## The request
Omit any picture, and return the remaining data exactly as written.

Stored data:
####

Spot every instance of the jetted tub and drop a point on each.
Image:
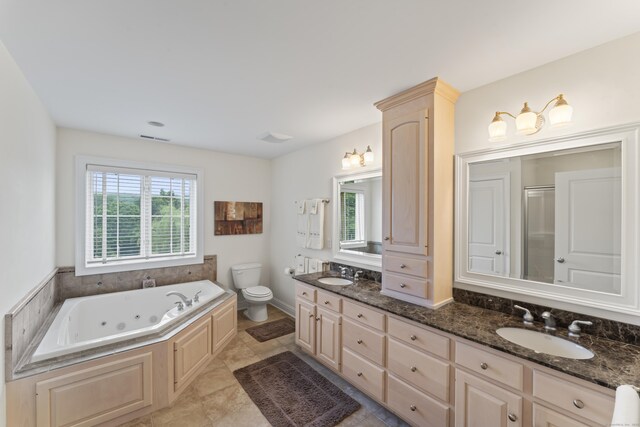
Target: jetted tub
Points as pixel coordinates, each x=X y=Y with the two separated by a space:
x=93 y=321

####

## Solution to this task
Spot every instance of the jetted tub and drop a point on each.
Image:
Target: jetted tub
Points as pixel coordinates, each x=X y=Y with the two separated by a space:
x=93 y=321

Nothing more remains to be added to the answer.